Your instructions — Look below for the line that contains "[locate] person standing", then copy it and each following line to the end of the records, minus any pictures.

#### Exercise materials ####

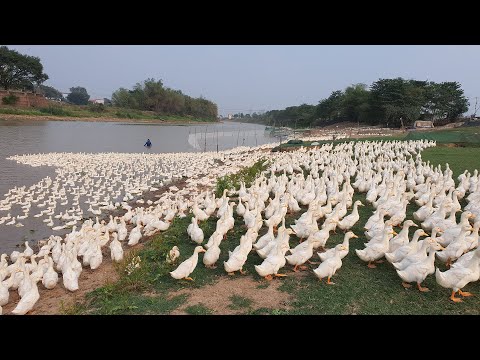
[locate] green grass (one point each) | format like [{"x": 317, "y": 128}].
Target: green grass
[
  {"x": 358, "y": 289},
  {"x": 198, "y": 309},
  {"x": 247, "y": 175},
  {"x": 458, "y": 158},
  {"x": 465, "y": 135},
  {"x": 239, "y": 302}
]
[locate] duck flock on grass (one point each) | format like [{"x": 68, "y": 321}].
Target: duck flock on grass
[{"x": 391, "y": 174}]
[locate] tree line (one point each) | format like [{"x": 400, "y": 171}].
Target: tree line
[
  {"x": 24, "y": 72},
  {"x": 151, "y": 95},
  {"x": 388, "y": 102}
]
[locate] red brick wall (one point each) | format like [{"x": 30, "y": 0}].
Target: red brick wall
[{"x": 26, "y": 99}]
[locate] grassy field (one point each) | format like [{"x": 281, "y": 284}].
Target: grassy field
[
  {"x": 358, "y": 289},
  {"x": 458, "y": 158},
  {"x": 90, "y": 111}
]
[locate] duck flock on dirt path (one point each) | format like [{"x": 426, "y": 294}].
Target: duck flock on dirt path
[{"x": 391, "y": 174}]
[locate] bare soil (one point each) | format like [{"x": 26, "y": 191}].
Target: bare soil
[{"x": 216, "y": 297}]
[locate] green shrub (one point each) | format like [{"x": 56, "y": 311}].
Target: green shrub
[
  {"x": 56, "y": 111},
  {"x": 247, "y": 175},
  {"x": 98, "y": 108},
  {"x": 11, "y": 99},
  {"x": 294, "y": 141}
]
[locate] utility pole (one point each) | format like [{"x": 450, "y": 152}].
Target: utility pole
[
  {"x": 206, "y": 139},
  {"x": 476, "y": 107}
]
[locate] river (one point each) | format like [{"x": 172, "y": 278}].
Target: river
[{"x": 32, "y": 137}]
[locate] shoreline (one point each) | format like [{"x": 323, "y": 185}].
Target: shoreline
[{"x": 14, "y": 117}]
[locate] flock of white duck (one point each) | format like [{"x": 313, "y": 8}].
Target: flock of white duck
[
  {"x": 392, "y": 174},
  {"x": 99, "y": 180}
]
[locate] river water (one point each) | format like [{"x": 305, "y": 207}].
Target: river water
[{"x": 32, "y": 137}]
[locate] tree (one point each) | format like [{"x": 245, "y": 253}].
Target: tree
[
  {"x": 330, "y": 108},
  {"x": 19, "y": 71},
  {"x": 355, "y": 103},
  {"x": 78, "y": 96},
  {"x": 50, "y": 92}
]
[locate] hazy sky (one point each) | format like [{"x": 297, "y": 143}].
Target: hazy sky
[{"x": 242, "y": 78}]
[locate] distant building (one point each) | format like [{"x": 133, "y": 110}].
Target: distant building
[{"x": 422, "y": 124}]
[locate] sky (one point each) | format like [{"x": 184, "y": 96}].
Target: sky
[{"x": 254, "y": 78}]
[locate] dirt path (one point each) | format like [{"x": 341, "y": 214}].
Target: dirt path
[{"x": 216, "y": 297}]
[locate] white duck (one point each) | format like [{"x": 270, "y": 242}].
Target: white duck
[
  {"x": 350, "y": 220},
  {"x": 460, "y": 275},
  {"x": 211, "y": 256},
  {"x": 29, "y": 298},
  {"x": 135, "y": 235},
  {"x": 419, "y": 270},
  {"x": 404, "y": 250},
  {"x": 196, "y": 233},
  {"x": 299, "y": 257},
  {"x": 116, "y": 251},
  {"x": 122, "y": 230},
  {"x": 346, "y": 242},
  {"x": 265, "y": 239},
  {"x": 329, "y": 267},
  {"x": 186, "y": 267},
  {"x": 238, "y": 256},
  {"x": 457, "y": 247},
  {"x": 402, "y": 237},
  {"x": 375, "y": 251},
  {"x": 172, "y": 255},
  {"x": 50, "y": 278},
  {"x": 273, "y": 262}
]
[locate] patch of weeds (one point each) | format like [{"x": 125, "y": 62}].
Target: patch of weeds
[
  {"x": 73, "y": 308},
  {"x": 198, "y": 309},
  {"x": 239, "y": 302},
  {"x": 247, "y": 175},
  {"x": 263, "y": 286}
]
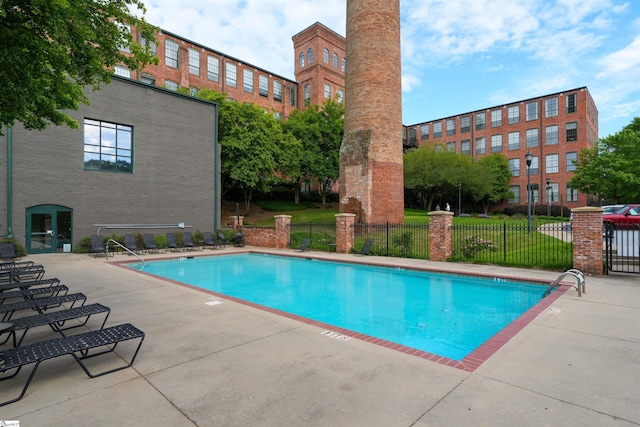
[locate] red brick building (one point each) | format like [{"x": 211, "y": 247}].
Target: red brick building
[{"x": 553, "y": 128}]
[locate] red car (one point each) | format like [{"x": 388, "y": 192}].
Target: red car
[{"x": 624, "y": 218}]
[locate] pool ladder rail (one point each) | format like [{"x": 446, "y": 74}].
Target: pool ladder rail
[
  {"x": 116, "y": 243},
  {"x": 577, "y": 274}
]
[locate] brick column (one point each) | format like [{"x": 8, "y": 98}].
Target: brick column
[
  {"x": 283, "y": 231},
  {"x": 345, "y": 232},
  {"x": 440, "y": 246},
  {"x": 587, "y": 240}
]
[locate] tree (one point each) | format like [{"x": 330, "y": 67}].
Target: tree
[
  {"x": 51, "y": 49},
  {"x": 320, "y": 131},
  {"x": 610, "y": 170}
]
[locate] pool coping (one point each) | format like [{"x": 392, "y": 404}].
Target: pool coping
[{"x": 469, "y": 363}]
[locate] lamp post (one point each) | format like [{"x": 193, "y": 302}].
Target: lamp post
[
  {"x": 528, "y": 158},
  {"x": 548, "y": 198}
]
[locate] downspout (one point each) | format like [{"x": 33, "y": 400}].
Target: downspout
[{"x": 9, "y": 182}]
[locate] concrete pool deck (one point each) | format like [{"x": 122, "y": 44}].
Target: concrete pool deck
[{"x": 230, "y": 364}]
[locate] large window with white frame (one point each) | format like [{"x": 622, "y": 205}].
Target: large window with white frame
[
  {"x": 108, "y": 146},
  {"x": 194, "y": 62},
  {"x": 171, "y": 53}
]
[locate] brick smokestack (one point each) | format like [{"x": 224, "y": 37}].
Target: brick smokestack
[{"x": 371, "y": 169}]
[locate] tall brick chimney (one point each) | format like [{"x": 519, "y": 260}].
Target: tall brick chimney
[{"x": 371, "y": 170}]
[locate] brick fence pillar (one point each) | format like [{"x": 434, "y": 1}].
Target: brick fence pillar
[
  {"x": 440, "y": 247},
  {"x": 587, "y": 240},
  {"x": 345, "y": 232},
  {"x": 283, "y": 231}
]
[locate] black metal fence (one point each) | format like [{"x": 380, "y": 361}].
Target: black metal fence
[{"x": 547, "y": 246}]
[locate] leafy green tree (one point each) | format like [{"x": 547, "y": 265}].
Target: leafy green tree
[
  {"x": 610, "y": 170},
  {"x": 320, "y": 130},
  {"x": 51, "y": 49}
]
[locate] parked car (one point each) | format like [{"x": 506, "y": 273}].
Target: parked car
[{"x": 624, "y": 218}]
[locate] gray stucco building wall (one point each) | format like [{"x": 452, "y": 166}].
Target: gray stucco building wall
[{"x": 175, "y": 158}]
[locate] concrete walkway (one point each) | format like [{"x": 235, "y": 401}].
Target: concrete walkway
[{"x": 230, "y": 364}]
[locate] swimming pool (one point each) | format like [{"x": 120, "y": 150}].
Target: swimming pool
[{"x": 442, "y": 314}]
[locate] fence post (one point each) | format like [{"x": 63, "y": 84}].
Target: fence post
[
  {"x": 283, "y": 231},
  {"x": 587, "y": 240},
  {"x": 440, "y": 235},
  {"x": 345, "y": 232}
]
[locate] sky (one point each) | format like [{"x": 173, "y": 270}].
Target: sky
[{"x": 457, "y": 55}]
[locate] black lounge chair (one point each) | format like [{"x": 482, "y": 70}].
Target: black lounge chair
[
  {"x": 304, "y": 245},
  {"x": 55, "y": 320},
  {"x": 77, "y": 346},
  {"x": 366, "y": 248},
  {"x": 130, "y": 242},
  {"x": 172, "y": 244},
  {"x": 97, "y": 246}
]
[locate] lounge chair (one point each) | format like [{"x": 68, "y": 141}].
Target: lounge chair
[
  {"x": 304, "y": 245},
  {"x": 130, "y": 242},
  {"x": 55, "y": 320},
  {"x": 97, "y": 246},
  {"x": 77, "y": 346},
  {"x": 172, "y": 244},
  {"x": 366, "y": 248},
  {"x": 150, "y": 243}
]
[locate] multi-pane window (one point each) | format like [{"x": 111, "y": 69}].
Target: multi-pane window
[
  {"x": 213, "y": 68},
  {"x": 437, "y": 130},
  {"x": 108, "y": 146},
  {"x": 451, "y": 127},
  {"x": 551, "y": 163},
  {"x": 514, "y": 166},
  {"x": 572, "y": 161},
  {"x": 514, "y": 140},
  {"x": 194, "y": 62},
  {"x": 231, "y": 74},
  {"x": 119, "y": 70},
  {"x": 496, "y": 118},
  {"x": 551, "y": 107},
  {"x": 465, "y": 147},
  {"x": 532, "y": 111},
  {"x": 171, "y": 49},
  {"x": 532, "y": 138},
  {"x": 424, "y": 132},
  {"x": 513, "y": 114},
  {"x": 277, "y": 91},
  {"x": 481, "y": 145},
  {"x": 551, "y": 135},
  {"x": 571, "y": 103},
  {"x": 247, "y": 80},
  {"x": 263, "y": 85},
  {"x": 515, "y": 194},
  {"x": 572, "y": 131},
  {"x": 307, "y": 94},
  {"x": 496, "y": 143},
  {"x": 465, "y": 124}
]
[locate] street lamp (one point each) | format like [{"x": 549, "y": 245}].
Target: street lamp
[
  {"x": 548, "y": 198},
  {"x": 528, "y": 158}
]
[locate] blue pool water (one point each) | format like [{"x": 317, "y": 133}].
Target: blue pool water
[{"x": 447, "y": 315}]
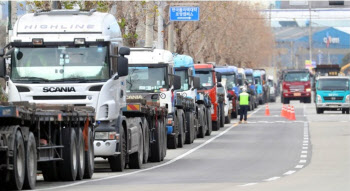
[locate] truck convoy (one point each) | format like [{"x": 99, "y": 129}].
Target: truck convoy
[
  {"x": 59, "y": 58},
  {"x": 184, "y": 67},
  {"x": 296, "y": 85},
  {"x": 333, "y": 93},
  {"x": 208, "y": 85}
]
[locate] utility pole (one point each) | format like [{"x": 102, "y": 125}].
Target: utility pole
[
  {"x": 149, "y": 25},
  {"x": 310, "y": 34},
  {"x": 160, "y": 25}
]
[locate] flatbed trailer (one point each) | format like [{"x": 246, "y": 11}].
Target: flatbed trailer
[{"x": 55, "y": 139}]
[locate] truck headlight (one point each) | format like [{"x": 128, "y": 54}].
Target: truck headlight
[
  {"x": 106, "y": 136},
  {"x": 347, "y": 99},
  {"x": 319, "y": 99}
]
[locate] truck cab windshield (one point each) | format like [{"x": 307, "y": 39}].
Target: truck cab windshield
[
  {"x": 60, "y": 63},
  {"x": 297, "y": 77},
  {"x": 206, "y": 79},
  {"x": 333, "y": 84},
  {"x": 184, "y": 79},
  {"x": 146, "y": 79}
]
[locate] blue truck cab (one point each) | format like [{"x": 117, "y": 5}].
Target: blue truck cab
[
  {"x": 333, "y": 94},
  {"x": 258, "y": 85},
  {"x": 251, "y": 83}
]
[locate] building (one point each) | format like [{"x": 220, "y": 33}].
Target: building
[{"x": 329, "y": 45}]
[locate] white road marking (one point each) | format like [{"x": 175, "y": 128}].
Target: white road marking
[
  {"x": 289, "y": 172},
  {"x": 249, "y": 184},
  {"x": 154, "y": 167},
  {"x": 273, "y": 178},
  {"x": 299, "y": 166}
]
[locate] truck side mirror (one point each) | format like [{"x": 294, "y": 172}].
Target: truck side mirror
[
  {"x": 218, "y": 76},
  {"x": 177, "y": 82},
  {"x": 124, "y": 51},
  {"x": 122, "y": 66},
  {"x": 2, "y": 67},
  {"x": 196, "y": 82}
]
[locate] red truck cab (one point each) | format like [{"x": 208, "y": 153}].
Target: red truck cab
[
  {"x": 296, "y": 85},
  {"x": 208, "y": 85}
]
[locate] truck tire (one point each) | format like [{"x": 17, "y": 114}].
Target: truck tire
[
  {"x": 89, "y": 157},
  {"x": 81, "y": 155},
  {"x": 189, "y": 128},
  {"x": 31, "y": 163},
  {"x": 136, "y": 159},
  {"x": 156, "y": 146},
  {"x": 146, "y": 142},
  {"x": 68, "y": 168},
  {"x": 216, "y": 124},
  {"x": 182, "y": 133},
  {"x": 117, "y": 163},
  {"x": 18, "y": 173},
  {"x": 50, "y": 169},
  {"x": 222, "y": 115},
  {"x": 209, "y": 122}
]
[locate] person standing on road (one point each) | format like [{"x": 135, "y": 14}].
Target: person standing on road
[{"x": 244, "y": 100}]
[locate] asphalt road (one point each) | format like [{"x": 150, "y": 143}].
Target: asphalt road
[{"x": 268, "y": 153}]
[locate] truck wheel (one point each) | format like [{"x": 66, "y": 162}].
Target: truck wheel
[
  {"x": 18, "y": 173},
  {"x": 209, "y": 122},
  {"x": 136, "y": 159},
  {"x": 89, "y": 157},
  {"x": 216, "y": 124},
  {"x": 50, "y": 169},
  {"x": 146, "y": 142},
  {"x": 182, "y": 133},
  {"x": 156, "y": 148},
  {"x": 68, "y": 168},
  {"x": 117, "y": 163},
  {"x": 222, "y": 115},
  {"x": 31, "y": 163},
  {"x": 81, "y": 155}
]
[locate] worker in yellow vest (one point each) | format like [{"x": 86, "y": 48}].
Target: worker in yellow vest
[{"x": 244, "y": 100}]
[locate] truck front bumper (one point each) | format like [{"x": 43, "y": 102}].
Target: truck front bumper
[
  {"x": 333, "y": 105},
  {"x": 104, "y": 148}
]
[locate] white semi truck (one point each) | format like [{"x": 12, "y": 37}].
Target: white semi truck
[{"x": 75, "y": 58}]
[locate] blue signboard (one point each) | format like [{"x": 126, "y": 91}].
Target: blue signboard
[{"x": 184, "y": 13}]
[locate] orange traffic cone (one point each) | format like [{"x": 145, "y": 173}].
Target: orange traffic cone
[
  {"x": 283, "y": 112},
  {"x": 267, "y": 110},
  {"x": 292, "y": 114}
]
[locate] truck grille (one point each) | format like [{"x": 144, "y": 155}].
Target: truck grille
[
  {"x": 296, "y": 88},
  {"x": 333, "y": 98},
  {"x": 58, "y": 97}
]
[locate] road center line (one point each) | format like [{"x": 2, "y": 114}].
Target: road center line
[{"x": 154, "y": 167}]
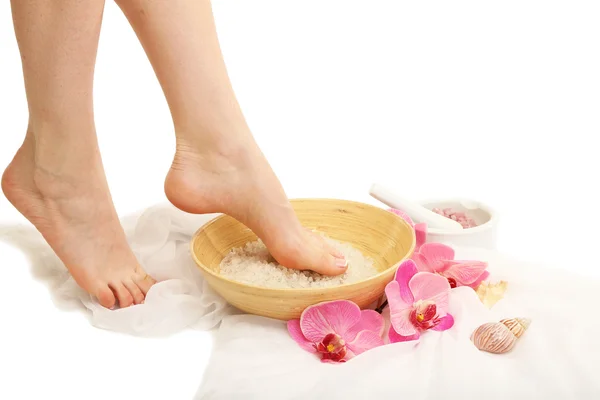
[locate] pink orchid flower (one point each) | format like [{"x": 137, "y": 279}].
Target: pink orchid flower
[
  {"x": 337, "y": 330},
  {"x": 420, "y": 229},
  {"x": 439, "y": 258},
  {"x": 418, "y": 302}
]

####

Written response —
[locate] person standing on road (one point each) | format like [{"x": 135, "y": 14}].
Target: person standing on road
[{"x": 244, "y": 100}]
[locate] asphalt road (one point each) | format like [{"x": 150, "y": 143}].
Target: asphalt road
[{"x": 268, "y": 153}]
[locate] truck wheel (one point each) | format like [{"x": 66, "y": 162}].
Target: truck wheel
[
  {"x": 18, "y": 173},
  {"x": 209, "y": 122},
  {"x": 136, "y": 159},
  {"x": 89, "y": 157},
  {"x": 216, "y": 124},
  {"x": 50, "y": 169},
  {"x": 146, "y": 142},
  {"x": 182, "y": 133},
  {"x": 156, "y": 148},
  {"x": 68, "y": 168},
  {"x": 117, "y": 163},
  {"x": 222, "y": 115},
  {"x": 31, "y": 163},
  {"x": 81, "y": 155}
]
[locate] worker in yellow vest (one point each) | format like [{"x": 86, "y": 48}].
Target: worker in yellow vest
[{"x": 244, "y": 100}]
[locate] truck front bumper (one point each) | format like [{"x": 43, "y": 102}].
Target: truck front bumper
[
  {"x": 333, "y": 105},
  {"x": 104, "y": 148}
]
[locate] white semi truck (one point each) | format like [{"x": 12, "y": 37}].
Target: white semi truck
[{"x": 75, "y": 58}]
[locate] blue signboard (one point each) | format like [{"x": 126, "y": 91}].
Target: blue signboard
[{"x": 184, "y": 13}]
[locate] orange traffic cone (one point each) | format like [{"x": 145, "y": 173}].
Target: orange traffic cone
[
  {"x": 283, "y": 112},
  {"x": 267, "y": 110},
  {"x": 292, "y": 114}
]
[locate] truck grille (one point each) | format like [{"x": 144, "y": 155}].
Target: truck grille
[
  {"x": 296, "y": 88},
  {"x": 333, "y": 98},
  {"x": 58, "y": 97}
]
[locate] road center line (one point each) | format like [{"x": 2, "y": 114}].
Target: road center line
[{"x": 154, "y": 167}]
[locate] pink orchid flower (one point each) | format like [{"x": 137, "y": 279}].
Target: pink orchid flower
[
  {"x": 337, "y": 330},
  {"x": 420, "y": 229},
  {"x": 439, "y": 258},
  {"x": 418, "y": 302}
]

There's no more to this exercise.